▶ **Task statement**
Exact copies of all the lines below are wanted, without a single picture.

▶ **Input data**
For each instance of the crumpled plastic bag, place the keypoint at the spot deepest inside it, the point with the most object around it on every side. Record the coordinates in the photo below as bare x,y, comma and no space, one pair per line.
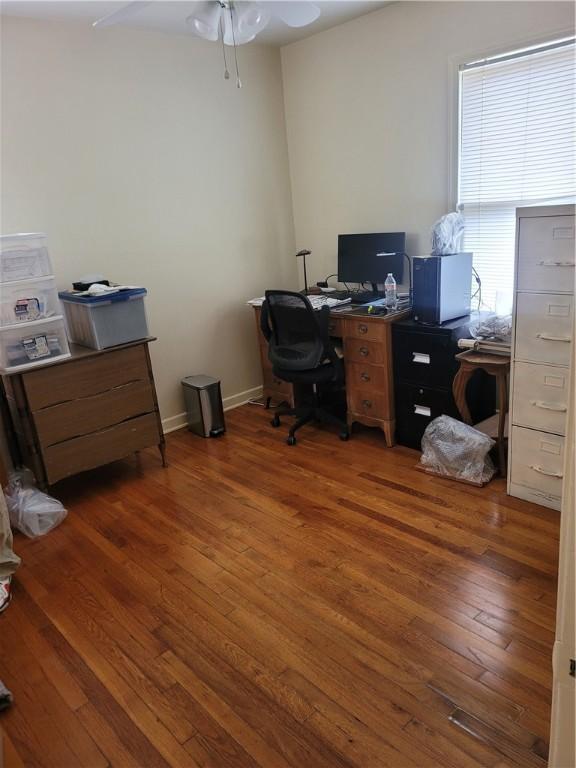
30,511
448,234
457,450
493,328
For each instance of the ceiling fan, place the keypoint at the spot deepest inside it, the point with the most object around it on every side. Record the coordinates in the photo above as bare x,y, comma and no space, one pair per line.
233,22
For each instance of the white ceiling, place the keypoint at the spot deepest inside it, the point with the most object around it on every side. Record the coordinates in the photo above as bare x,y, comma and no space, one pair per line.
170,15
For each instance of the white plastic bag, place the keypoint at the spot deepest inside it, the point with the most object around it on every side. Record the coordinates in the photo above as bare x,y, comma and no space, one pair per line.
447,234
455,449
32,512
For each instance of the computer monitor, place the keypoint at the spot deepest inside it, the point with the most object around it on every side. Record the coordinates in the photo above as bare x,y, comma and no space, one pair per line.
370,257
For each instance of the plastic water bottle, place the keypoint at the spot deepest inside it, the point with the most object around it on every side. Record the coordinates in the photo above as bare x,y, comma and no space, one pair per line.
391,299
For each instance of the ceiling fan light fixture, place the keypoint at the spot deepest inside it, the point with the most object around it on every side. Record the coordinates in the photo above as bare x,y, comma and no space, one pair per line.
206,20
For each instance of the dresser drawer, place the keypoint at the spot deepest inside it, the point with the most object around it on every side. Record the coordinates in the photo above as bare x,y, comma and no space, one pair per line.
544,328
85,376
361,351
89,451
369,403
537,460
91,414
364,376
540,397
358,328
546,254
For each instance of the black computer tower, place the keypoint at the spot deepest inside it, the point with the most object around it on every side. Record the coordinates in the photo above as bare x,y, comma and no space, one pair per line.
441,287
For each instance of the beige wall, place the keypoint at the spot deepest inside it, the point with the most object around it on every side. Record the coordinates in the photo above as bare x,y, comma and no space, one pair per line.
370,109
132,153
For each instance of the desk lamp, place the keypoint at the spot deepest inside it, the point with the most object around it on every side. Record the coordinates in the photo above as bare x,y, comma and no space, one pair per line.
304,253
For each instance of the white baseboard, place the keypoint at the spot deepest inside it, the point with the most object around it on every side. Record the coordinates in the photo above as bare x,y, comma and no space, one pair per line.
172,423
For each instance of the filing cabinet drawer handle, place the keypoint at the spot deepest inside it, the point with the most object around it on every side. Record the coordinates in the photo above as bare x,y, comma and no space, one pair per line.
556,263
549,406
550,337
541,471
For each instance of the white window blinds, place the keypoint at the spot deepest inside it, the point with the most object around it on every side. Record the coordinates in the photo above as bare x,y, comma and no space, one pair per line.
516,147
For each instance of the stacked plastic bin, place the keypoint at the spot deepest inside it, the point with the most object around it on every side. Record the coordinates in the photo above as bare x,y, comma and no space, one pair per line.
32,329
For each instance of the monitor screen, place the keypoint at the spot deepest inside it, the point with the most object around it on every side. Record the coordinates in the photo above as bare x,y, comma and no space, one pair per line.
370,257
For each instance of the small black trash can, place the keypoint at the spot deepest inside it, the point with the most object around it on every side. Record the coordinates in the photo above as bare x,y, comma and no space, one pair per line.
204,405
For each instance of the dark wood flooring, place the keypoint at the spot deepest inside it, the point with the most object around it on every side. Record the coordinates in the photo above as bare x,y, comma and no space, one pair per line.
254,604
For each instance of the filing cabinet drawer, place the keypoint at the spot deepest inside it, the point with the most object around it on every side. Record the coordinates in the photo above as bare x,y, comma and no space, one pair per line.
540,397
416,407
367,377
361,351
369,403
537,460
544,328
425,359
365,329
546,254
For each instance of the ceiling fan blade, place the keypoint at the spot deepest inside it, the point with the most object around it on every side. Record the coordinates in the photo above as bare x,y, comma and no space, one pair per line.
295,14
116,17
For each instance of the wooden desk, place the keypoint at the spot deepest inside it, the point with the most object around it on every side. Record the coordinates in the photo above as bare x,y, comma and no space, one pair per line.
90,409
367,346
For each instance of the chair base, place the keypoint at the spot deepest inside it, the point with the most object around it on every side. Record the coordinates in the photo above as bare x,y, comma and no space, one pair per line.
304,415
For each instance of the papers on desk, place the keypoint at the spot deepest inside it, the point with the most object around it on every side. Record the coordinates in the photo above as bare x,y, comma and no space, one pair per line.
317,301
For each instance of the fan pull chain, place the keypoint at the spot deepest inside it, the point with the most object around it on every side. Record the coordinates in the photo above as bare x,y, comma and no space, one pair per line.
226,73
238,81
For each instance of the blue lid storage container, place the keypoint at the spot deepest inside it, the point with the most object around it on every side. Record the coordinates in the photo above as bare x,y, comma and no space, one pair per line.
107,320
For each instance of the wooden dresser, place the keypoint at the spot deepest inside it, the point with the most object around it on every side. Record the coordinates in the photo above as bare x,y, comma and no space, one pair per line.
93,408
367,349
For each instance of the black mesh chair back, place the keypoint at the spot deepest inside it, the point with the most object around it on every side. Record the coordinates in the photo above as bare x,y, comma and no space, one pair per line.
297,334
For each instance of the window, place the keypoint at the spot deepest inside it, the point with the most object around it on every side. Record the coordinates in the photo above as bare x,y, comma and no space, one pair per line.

▶ **Exercise solution**
For each instance of the crumpled plastic bag, place the keypoint at the spot deepest inside it, the point with the most object around it on every side. Record the coordinates in the photo below as bare x,y, comma and no space, one pair per line.
30,511
448,234
457,450
493,328
For each instance of the ceiling fan, place the keypoint at the spot deepest inside it, the point with the most object around it on every side. Record the coordinates in the photo above as bare x,y, comma and no space, one pair per line.
233,22
For each instance of the white ceiling, place the keypoint at the spot deepest inside it, the point with the most object around it on every side. Record the coordinates in the photo above as bare x,y, comma and no space, one pair per line.
170,15
For each instance of the white plastic bag, place the keypoint at the spot deepest inside it, the point with the most object around it on every side. Record the coordinates in the photo above as bare x,y, comma and no space, one pair per line.
447,234
455,449
32,512
For each instance of the computer monitor, place the keypoint at the spot deepest inside it, the point with the most object around it on every side. Record the coordinates in the photo above as bare x,y, comma and no space, one pair per line.
370,257
For each instance of the plastic water bottle, place the keypoint at the spot deepest inside it, the point with the most object around it on every side. Record the coordinates in the photo above as bare x,y, comma and no space, one pair per line.
391,299
For each instance of the ceiling fan light fixture, place the keypoint at the spot deepest inside it, the point with the most object around it on every side. Record the coordinates in the photo above as bare x,y, comma and no space, one pair per line.
206,20
For each instance of the dresser drawer, place the keypoint at the spot deepest inside it, the point with the most object around it on every side. Record the coordinates in the photo above as bare x,y, comma and no space, one pair per line.
544,328
85,376
361,351
89,451
369,403
537,460
91,414
364,376
540,397
358,328
546,254
For each instance of the black computer tower, place the keypoint at the spot deepest inside it, the point with the most object around it on every side. Record the coordinates in the photo above as bare x,y, comma and no space, one pair per line.
441,287
For each instance of the beige wall, place the keypoint at the spot deepest inside it, the point with the most object around it on every side. Record the coordinates in the photo above as bare x,y, comma and no space, one pair per line.
370,109
132,153
For each instance of the desk lamp, place the keypoint at the spot deepest inside it, the point with the most object around it on every side. Record the coordinates in the photo above as bare x,y, comma and no space, one pair per line.
304,253
For each instance of the white baseboard, place the keypoint at the spot deepest inside it, the point with the most object around it on every side. Record the coordinates in the photo above as bare x,y, comma and no space, one pair per line.
172,423
For each instance of the filing cabinet drawer handle, place the keypoint at the spot deepest inside it, the point with the most object around it on every side. Record the coordinates in the photo above as bare x,y, comma and no space, one pair per line.
556,263
549,406
550,337
541,471
For each instance of the white window blinds, place the keypoint at the spot deepest inside it, the point with the most object around it on every side. Record the coordinates in the photo above as bare x,y, comma and no space, one pair per line.
516,147
For each instance of the stacked plastic bin, place the keypoint at the spot deepest inside it, the point with the most object around it on every side. Record the coordinates in the photo above as bare x,y, comma and no space, one pair per line.
32,329
For each instance of the monitor screen, place the keypoint at the spot deepest inside it, the point with the most object around it on every side. Record the coordinates in the photo above as bare x,y, comma and no space, one pair per line.
370,257
For each instance of the small black trash can, place the keypoint at the spot deepest inside it, the point with the most object around it on every side. Record the coordinates in the photo above as bare x,y, comma and no space, one pair per line.
204,405
For each instance of the dark wood flooring, place the keypoint at the spot deepest inside it, the point with the most object around it on every side. Record the coordinates in the photo above as bare x,y, comma and no space, one pair per line.
254,604
For each instance of the filing cabinet drawer, place the keypoint at the spot deepest inside it, the point with the most object around it on every side. Record the coordinates in the photo above as bare x,y, comma and no space, one pair per line.
540,397
416,407
367,377
361,351
369,403
537,460
544,328
425,359
365,329
546,254
For each instance of the ceiling fan blade, place the keypoint at the spot deepest inside it, the point with the most object around it on every side. Record the coordinates in the photo above as bare x,y, comma and no space, one pair per line.
295,14
116,17
For each instance of the wooden desk, place the keypoint at the spot deepest inside it, the point with the most object around it on every side. Record the coordinates in the photo above as bare x,y, comma and no space, one pair per line.
90,409
367,346
For each instance of the chair base, place the keypoint at the spot deepest inside it, the point with the most object around it on every side. Record the coordinates in the photo above as bare x,y, comma and no space, one pair per line.
304,415
For each instance of the papers on desk, place the keypoint at the spot deepest inside it, the point with the most object around it on every side. Record the coordinates in the photo above as bare x,y, comma and no space, one pair per line.
317,301
For each instance of the fan pull chain, place the keypoint at the spot deepest inside it, the point with the most object around it on every side. Record the coordinates in the photo above as bare x,y, comma and no space, one pair per line.
226,73
238,81
For each instance of the blue lid storage container, place the keypoint at the spot deepest inside it, the point with the most object around it on every side. Record the coordinates in the photo above as bare x,y, comma and no space, one pair per line.
107,320
For each instance of the wooden dresser, place the keypoint at the spot deepest inside it, the point with the most object around it on every side. Record the coordinates in the photo above as bare x,y, comma and no space, one pair per line.
93,408
367,349
For each instance of the black mesh chair back, place the keypoint at the spot deepest inside it, the point with the most object around it on every side. Record the coordinates in the photo above as bare x,y, comma and no space, one pair per line.
297,334
For each instance of the window, place the keypoint at the spot deepest inside it, the point with the most object around it on every side. Record the coordinates in the photo above as bare x,y, comma and no space, one pair per line.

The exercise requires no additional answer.